Filas →
-=-=-=-=-

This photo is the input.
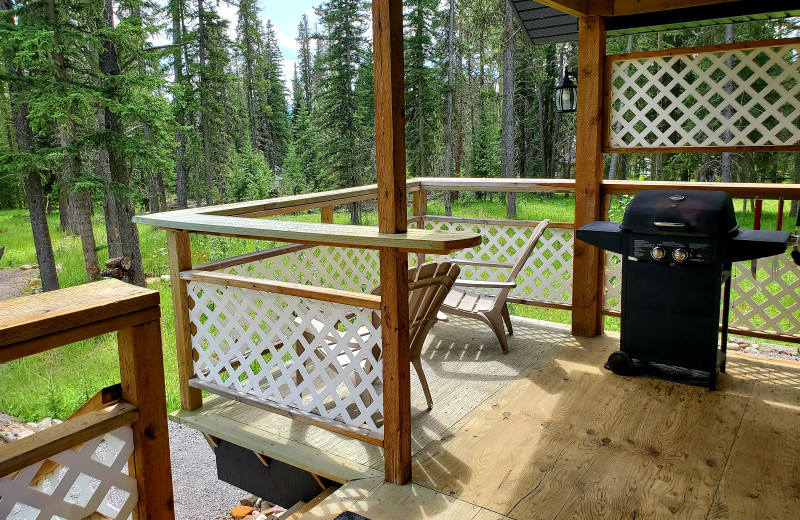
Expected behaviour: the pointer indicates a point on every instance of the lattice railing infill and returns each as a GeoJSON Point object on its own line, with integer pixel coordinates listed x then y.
{"type": "Point", "coordinates": [91, 479]}
{"type": "Point", "coordinates": [323, 266]}
{"type": "Point", "coordinates": [742, 97]}
{"type": "Point", "coordinates": [317, 357]}
{"type": "Point", "coordinates": [770, 302]}
{"type": "Point", "coordinates": [545, 277]}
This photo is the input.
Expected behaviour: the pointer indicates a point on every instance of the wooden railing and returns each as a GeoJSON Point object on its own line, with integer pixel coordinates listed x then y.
{"type": "Point", "coordinates": [327, 272]}
{"type": "Point", "coordinates": [69, 470]}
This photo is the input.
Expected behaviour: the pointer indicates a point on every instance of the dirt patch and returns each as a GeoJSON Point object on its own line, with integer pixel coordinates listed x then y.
{"type": "Point", "coordinates": [14, 281]}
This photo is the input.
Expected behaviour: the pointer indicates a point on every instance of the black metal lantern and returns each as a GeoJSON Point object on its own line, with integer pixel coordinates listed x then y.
{"type": "Point", "coordinates": [567, 94]}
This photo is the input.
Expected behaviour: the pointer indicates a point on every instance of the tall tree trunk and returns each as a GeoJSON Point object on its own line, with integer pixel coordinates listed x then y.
{"type": "Point", "coordinates": [507, 151]}
{"type": "Point", "coordinates": [128, 232]}
{"type": "Point", "coordinates": [80, 199]}
{"type": "Point", "coordinates": [727, 112]}
{"type": "Point", "coordinates": [451, 56]}
{"type": "Point", "coordinates": [32, 179]}
{"type": "Point", "coordinates": [204, 109]}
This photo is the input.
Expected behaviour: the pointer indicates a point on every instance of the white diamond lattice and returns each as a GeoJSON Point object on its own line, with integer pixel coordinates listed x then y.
{"type": "Point", "coordinates": [89, 480]}
{"type": "Point", "coordinates": [768, 303]}
{"type": "Point", "coordinates": [311, 355]}
{"type": "Point", "coordinates": [746, 97]}
{"type": "Point", "coordinates": [333, 267]}
{"type": "Point", "coordinates": [545, 277]}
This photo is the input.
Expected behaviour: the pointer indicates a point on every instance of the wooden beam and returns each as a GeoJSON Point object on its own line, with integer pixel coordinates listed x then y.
{"type": "Point", "coordinates": [577, 8]}
{"type": "Point", "coordinates": [141, 369]}
{"type": "Point", "coordinates": [24, 452]}
{"type": "Point", "coordinates": [180, 259]}
{"type": "Point", "coordinates": [587, 291]}
{"type": "Point", "coordinates": [312, 233]}
{"type": "Point", "coordinates": [387, 26]}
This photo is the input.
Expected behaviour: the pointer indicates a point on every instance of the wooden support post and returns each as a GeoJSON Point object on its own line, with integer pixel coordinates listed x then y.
{"type": "Point", "coordinates": [327, 215]}
{"type": "Point", "coordinates": [587, 290]}
{"type": "Point", "coordinates": [419, 203]}
{"type": "Point", "coordinates": [180, 259]}
{"type": "Point", "coordinates": [387, 24]}
{"type": "Point", "coordinates": [140, 359]}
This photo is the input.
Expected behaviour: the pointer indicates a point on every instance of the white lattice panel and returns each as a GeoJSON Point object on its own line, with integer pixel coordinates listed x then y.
{"type": "Point", "coordinates": [333, 267]}
{"type": "Point", "coordinates": [314, 356]}
{"type": "Point", "coordinates": [770, 302]}
{"type": "Point", "coordinates": [746, 97]}
{"type": "Point", "coordinates": [546, 276]}
{"type": "Point", "coordinates": [93, 479]}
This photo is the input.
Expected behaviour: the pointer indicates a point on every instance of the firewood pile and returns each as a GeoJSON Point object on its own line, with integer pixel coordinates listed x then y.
{"type": "Point", "coordinates": [118, 268]}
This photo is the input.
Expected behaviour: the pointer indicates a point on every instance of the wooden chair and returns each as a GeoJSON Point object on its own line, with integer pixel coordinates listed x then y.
{"type": "Point", "coordinates": [470, 298]}
{"type": "Point", "coordinates": [428, 287]}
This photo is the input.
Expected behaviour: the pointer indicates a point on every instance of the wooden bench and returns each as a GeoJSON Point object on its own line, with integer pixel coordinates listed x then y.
{"type": "Point", "coordinates": [46, 321]}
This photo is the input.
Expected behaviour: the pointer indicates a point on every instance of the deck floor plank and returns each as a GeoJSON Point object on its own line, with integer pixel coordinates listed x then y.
{"type": "Point", "coordinates": [546, 433]}
{"type": "Point", "coordinates": [762, 476]}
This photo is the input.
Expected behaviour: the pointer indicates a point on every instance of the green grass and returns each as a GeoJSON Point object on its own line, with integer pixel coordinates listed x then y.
{"type": "Point", "coordinates": [56, 383]}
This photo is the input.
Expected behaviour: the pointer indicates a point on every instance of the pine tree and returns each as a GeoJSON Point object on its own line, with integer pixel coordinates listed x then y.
{"type": "Point", "coordinates": [344, 23]}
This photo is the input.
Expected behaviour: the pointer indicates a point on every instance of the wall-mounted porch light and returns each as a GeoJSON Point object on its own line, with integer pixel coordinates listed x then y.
{"type": "Point", "coordinates": [567, 93]}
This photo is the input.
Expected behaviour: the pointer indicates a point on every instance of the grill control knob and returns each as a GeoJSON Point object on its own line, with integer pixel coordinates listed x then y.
{"type": "Point", "coordinates": [657, 253]}
{"type": "Point", "coordinates": [680, 255]}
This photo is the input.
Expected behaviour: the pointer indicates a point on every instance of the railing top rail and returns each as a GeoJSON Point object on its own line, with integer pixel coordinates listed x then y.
{"type": "Point", "coordinates": [48, 314]}
{"type": "Point", "coordinates": [497, 184]}
{"type": "Point", "coordinates": [415, 240]}
{"type": "Point", "coordinates": [737, 190]}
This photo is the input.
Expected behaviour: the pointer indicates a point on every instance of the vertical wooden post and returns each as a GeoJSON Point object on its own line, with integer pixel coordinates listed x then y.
{"type": "Point", "coordinates": [327, 214]}
{"type": "Point", "coordinates": [586, 289]}
{"type": "Point", "coordinates": [419, 203]}
{"type": "Point", "coordinates": [142, 374]}
{"type": "Point", "coordinates": [387, 24]}
{"type": "Point", "coordinates": [180, 259]}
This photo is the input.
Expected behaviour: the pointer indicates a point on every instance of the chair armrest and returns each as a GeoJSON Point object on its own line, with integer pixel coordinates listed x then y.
{"type": "Point", "coordinates": [486, 285]}
{"type": "Point", "coordinates": [482, 263]}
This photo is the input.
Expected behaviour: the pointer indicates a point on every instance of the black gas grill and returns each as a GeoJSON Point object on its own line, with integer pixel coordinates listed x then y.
{"type": "Point", "coordinates": [677, 248]}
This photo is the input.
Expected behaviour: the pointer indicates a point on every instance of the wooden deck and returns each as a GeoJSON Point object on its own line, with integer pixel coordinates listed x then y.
{"type": "Point", "coordinates": [545, 432]}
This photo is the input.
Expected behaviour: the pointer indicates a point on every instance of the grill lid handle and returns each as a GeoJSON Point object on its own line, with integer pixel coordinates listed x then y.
{"type": "Point", "coordinates": [669, 224]}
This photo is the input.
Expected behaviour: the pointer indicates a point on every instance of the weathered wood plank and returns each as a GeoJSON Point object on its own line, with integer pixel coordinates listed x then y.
{"type": "Point", "coordinates": [743, 190]}
{"type": "Point", "coordinates": [56, 311]}
{"type": "Point", "coordinates": [180, 259]}
{"type": "Point", "coordinates": [586, 299]}
{"type": "Point", "coordinates": [46, 443]}
{"type": "Point", "coordinates": [141, 369]}
{"type": "Point", "coordinates": [498, 185]}
{"type": "Point", "coordinates": [314, 234]}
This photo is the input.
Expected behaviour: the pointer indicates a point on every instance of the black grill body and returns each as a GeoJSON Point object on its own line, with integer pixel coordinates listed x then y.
{"type": "Point", "coordinates": [677, 248]}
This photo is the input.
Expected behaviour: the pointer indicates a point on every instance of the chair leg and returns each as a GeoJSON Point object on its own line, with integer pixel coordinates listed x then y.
{"type": "Point", "coordinates": [495, 321]}
{"type": "Point", "coordinates": [424, 382]}
{"type": "Point", "coordinates": [507, 318]}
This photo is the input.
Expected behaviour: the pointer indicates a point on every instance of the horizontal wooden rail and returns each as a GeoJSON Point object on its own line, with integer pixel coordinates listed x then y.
{"type": "Point", "coordinates": [737, 190]}
{"type": "Point", "coordinates": [490, 221]}
{"type": "Point", "coordinates": [497, 185]}
{"type": "Point", "coordinates": [415, 240]}
{"type": "Point", "coordinates": [292, 413]}
{"type": "Point", "coordinates": [233, 261]}
{"type": "Point", "coordinates": [24, 452]}
{"type": "Point", "coordinates": [368, 301]}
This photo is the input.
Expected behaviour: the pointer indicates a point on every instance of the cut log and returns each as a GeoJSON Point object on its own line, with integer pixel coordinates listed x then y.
{"type": "Point", "coordinates": [120, 262]}
{"type": "Point", "coordinates": [112, 273]}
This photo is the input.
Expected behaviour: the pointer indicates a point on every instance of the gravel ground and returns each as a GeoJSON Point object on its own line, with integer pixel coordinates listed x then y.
{"type": "Point", "coordinates": [199, 495]}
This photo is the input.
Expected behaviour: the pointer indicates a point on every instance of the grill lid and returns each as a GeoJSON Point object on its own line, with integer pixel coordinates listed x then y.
{"type": "Point", "coordinates": [684, 212]}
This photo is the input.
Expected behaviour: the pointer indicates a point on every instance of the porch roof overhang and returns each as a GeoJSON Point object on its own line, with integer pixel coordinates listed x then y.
{"type": "Point", "coordinates": [556, 21]}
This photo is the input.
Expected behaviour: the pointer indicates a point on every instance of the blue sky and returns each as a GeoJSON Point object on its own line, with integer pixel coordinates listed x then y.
{"type": "Point", "coordinates": [285, 16]}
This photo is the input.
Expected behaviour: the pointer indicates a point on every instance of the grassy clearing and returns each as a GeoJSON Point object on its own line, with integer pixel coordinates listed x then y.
{"type": "Point", "coordinates": [55, 383]}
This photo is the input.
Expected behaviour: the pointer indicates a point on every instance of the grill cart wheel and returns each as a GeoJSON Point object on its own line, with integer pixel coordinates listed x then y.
{"type": "Point", "coordinates": [620, 363]}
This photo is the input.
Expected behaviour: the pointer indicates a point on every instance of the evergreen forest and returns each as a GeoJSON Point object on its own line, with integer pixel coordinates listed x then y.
{"type": "Point", "coordinates": [101, 117]}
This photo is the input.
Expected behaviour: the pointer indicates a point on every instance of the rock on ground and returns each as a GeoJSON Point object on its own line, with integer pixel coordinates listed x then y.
{"type": "Point", "coordinates": [199, 495]}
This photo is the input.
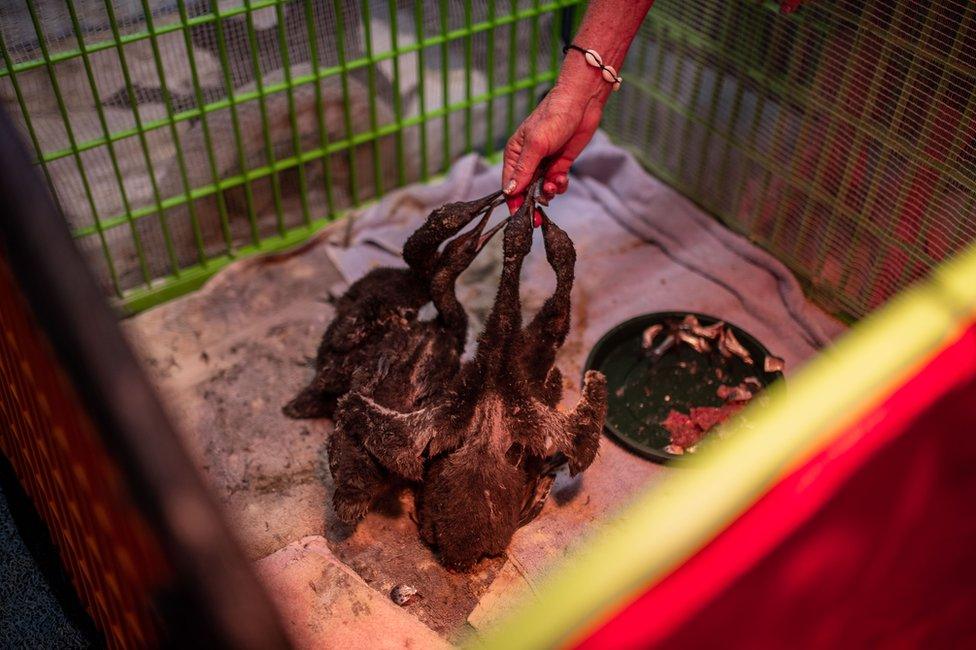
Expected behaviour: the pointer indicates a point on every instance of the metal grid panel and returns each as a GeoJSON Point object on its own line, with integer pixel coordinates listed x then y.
{"type": "Point", "coordinates": [842, 138]}
{"type": "Point", "coordinates": [182, 134]}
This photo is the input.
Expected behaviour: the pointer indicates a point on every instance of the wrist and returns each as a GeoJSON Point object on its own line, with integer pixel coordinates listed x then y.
{"type": "Point", "coordinates": [582, 81]}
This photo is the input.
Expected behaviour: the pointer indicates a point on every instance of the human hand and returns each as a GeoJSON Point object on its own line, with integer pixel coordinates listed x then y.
{"type": "Point", "coordinates": [559, 128]}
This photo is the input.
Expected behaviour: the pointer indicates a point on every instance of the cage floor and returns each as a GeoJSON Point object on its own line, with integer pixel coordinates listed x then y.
{"type": "Point", "coordinates": [229, 356]}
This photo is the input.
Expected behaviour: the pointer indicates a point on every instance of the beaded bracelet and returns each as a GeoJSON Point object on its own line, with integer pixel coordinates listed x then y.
{"type": "Point", "coordinates": [594, 59]}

-=-=-=-=-

Tarea pendiente →
Extrae de los registros anteriores cada línea que contenga la palabra "white". Distingue entre mayúsculas y minúsculas.

Solución →
Expected behaviour: the pointer indicates a point on every instance of the white diamond lattice and returns each as a GeoJSON Point object on its own line, with integer pixel coordinates listed x then y.
Expected behaviour: the pointer indicates a point on every instance of the white lattice panel and returns each as a GeoJSON Point object on its own line, with integer pixel coordinates listed x then y.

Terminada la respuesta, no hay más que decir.